▸ **Your goal**
Copy the listing below line for line, keeping every character unchanged.

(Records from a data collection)
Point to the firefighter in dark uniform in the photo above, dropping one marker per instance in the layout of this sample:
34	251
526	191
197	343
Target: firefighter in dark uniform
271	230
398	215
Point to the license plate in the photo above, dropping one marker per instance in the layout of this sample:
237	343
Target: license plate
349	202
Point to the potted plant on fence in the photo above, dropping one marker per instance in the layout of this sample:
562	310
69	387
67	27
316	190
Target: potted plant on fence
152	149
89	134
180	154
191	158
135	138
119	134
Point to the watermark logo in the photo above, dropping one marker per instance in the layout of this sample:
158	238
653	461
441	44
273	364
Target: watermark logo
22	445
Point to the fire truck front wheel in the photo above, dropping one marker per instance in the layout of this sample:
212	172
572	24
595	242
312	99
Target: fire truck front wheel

▸ **Correct response**
Point to the firefighter in dark uniform in the photo above, dropping one marker per instance in the layout of this sample:
34	251
526	191
197	343
Target: firefighter in dark uniform
271	230
398	215
Point to the license plate in the photo above, dropping one marker per instance in the layout of this sample:
237	343
Target: license plate
349	202
Point to the potted plant on fence in the photo above, dropping one marker per instance in the layout of this sample:
562	310
69	387
67	27
316	190
Target: potted plant on fence
152	149
89	134
180	154
191	158
135	138
119	134
Point to the watermark logo in the photo above, dropping one marker per instance in the layout of this sample:
158	238
653	461
441	44
273	364
Target: watermark logo
22	445
Point to the fire truck front wheel in the photo above, dropping one marker per instance in the layout of this sample:
212	172
572	24
595	242
312	99
Target: fire truck front wheel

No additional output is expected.